- [WRITTEN EXERCISE] Rewrite the data below, replacing every "newlines" with "line breaks" and keeping everything else the same. Leave the pictures out of your answer.
## begin INPUT DATA
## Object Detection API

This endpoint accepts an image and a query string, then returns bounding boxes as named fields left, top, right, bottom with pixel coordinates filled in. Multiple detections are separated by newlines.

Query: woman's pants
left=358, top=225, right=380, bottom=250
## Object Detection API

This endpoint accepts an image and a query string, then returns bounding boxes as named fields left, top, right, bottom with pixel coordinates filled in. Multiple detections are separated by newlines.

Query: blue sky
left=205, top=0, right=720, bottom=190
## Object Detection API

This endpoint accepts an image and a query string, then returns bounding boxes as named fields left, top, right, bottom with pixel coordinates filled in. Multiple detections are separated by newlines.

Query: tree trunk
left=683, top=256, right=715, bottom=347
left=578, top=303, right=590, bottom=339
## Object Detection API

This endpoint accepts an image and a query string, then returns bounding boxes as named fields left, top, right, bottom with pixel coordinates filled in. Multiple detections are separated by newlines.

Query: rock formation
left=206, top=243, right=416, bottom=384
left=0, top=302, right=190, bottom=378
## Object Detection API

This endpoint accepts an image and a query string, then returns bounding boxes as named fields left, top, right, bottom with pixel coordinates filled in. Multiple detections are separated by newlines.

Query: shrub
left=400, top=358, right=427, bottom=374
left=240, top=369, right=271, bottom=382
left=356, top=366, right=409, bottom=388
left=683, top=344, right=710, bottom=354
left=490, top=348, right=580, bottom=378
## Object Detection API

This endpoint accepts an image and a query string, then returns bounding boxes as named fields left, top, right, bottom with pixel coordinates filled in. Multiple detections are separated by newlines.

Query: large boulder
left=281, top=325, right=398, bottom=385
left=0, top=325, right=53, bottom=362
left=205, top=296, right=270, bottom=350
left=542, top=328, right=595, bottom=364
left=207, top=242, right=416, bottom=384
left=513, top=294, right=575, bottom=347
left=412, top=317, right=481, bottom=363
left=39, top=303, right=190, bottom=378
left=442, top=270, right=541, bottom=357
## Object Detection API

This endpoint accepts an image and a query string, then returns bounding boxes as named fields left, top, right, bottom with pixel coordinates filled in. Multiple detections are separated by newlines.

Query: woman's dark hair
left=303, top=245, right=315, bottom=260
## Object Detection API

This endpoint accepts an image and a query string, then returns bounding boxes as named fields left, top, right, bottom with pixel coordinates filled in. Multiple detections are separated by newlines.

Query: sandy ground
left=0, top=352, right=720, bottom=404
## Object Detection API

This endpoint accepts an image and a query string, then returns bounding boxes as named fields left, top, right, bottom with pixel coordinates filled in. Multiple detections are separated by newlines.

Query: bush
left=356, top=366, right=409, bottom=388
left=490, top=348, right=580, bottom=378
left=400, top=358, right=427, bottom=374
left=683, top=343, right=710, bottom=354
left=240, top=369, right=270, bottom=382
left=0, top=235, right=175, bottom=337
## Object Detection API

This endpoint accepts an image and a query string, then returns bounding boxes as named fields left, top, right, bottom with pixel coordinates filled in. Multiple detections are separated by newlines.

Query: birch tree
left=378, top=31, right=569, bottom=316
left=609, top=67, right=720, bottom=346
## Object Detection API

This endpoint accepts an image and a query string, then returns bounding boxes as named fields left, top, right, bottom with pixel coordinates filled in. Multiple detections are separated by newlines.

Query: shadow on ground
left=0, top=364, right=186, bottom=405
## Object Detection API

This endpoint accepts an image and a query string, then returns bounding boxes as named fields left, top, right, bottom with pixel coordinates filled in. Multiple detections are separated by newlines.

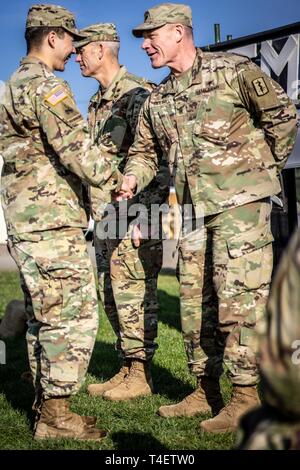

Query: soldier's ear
left=98, top=42, right=104, bottom=60
left=174, top=23, right=184, bottom=42
left=47, top=31, right=57, bottom=49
## end INPUT DATA
- [TASK SOLUTION]
## Object Detection API

This endpoint accepts an image and a query string, then returns bounding boxes as named fields left, top, right, bottom with pixel coordinates filled in. Multiple detections are separated by line breaks.

Query: woman's pants
left=358, top=225, right=380, bottom=250
## Object Detection API

This endpoint accepts an image and a query string, then returns bounding boxes as named fields left, top, right, bottom with pixel coordinates filled in. Multiple detections are separated by line breaks.

Query: blue sky
left=205, top=0, right=720, bottom=190
## Object Detection API

This endpoint accepts an image and a query string, then returns bounding boxes as named fields left, top, right, bottom with pixel coordinates filled in. Multiple detections are separated by line breaks.

Query: tree trunk
left=683, top=256, right=715, bottom=347
left=578, top=303, right=590, bottom=339
## Object Detection API

This endpoint accepts an image and a query string, then returns bounding boxes as named fields left, top, right, bottom with pixel coordinates filled in. Multiple detections are separated by line breaks.

Query: rock formation
left=206, top=243, right=416, bottom=384
left=0, top=302, right=190, bottom=378
## Object Detection API

This endpoint accepts an image and a query string, then returns bounding boxes as named fields left, top, right, bottom with pixel coordinates filled in. Multiple detections are separated by line breaks.

Query: shrub
left=400, top=358, right=427, bottom=374
left=240, top=369, right=271, bottom=382
left=356, top=366, right=409, bottom=388
left=683, top=344, right=710, bottom=354
left=490, top=348, right=580, bottom=378
## Object Detection API

This endpoint accepts an image and a query string, then returns bounding boxes as named fields left, top, right, bottom with pixel coordinates filled in. Multiple detections are separated by line breaks.

Query: large boulder
left=281, top=325, right=398, bottom=385
left=0, top=325, right=53, bottom=362
left=205, top=296, right=270, bottom=350
left=542, top=328, right=595, bottom=364
left=207, top=242, right=416, bottom=384
left=513, top=294, right=575, bottom=347
left=412, top=317, right=481, bottom=363
left=39, top=303, right=190, bottom=378
left=442, top=270, right=541, bottom=357
## Object Detection API

This endpoint accepts an image and a query string, then returns bounding boxes as named fields left, top, right, bottom with pixel coordinates filled in. Multiple detections are separated by line breaks.

Query: woman's dark hair
left=303, top=245, right=315, bottom=260
## Object Detection API

This endpoint accepts an image and a query string, then returns bounding boxes as named fields left, top, right, bottom with pixel coordinates filled in. Multiple detections are separated by line breaks.

Query: sandy ground
left=0, top=352, right=720, bottom=404
## Object Detection API

This endpoint accepts an image and a query string, then returns bounding boxes as named fields left, top, right, bottom with pixel coordinates filled in. Multiple detections are separated by line breaks.

Query: bush
left=356, top=366, right=409, bottom=388
left=490, top=348, right=580, bottom=378
left=400, top=358, right=427, bottom=374
left=683, top=343, right=710, bottom=354
left=240, top=369, right=270, bottom=382
left=0, top=235, right=175, bottom=337
## Object Detection API

This endpoint accepts an image and a query string, then returns bounding boxes as named fields left, top, right, bottom with pixel coordinates filled in. Multiple detections are separated by line breaks.

Query: birch tree
left=378, top=31, right=569, bottom=316
left=609, top=67, right=720, bottom=346
## Object Detection API

This endpoint accepts an image and a query string, then returns bounding boxes as named fields left, top, right, bottom with pixel coordinates filled in. Multiple detections are separated by line breaks.

Query: shadow on ground
left=0, top=364, right=186, bottom=405
## Object Detection API

This endpoint accepts an image and a query string, then returns bounding boxes as named fields left, top, right, bottom with pixel coordinates filled in. Multiple detections are separated by line breaks.


Query: soldier's ear
left=98, top=42, right=104, bottom=60
left=174, top=23, right=184, bottom=42
left=47, top=31, right=57, bottom=49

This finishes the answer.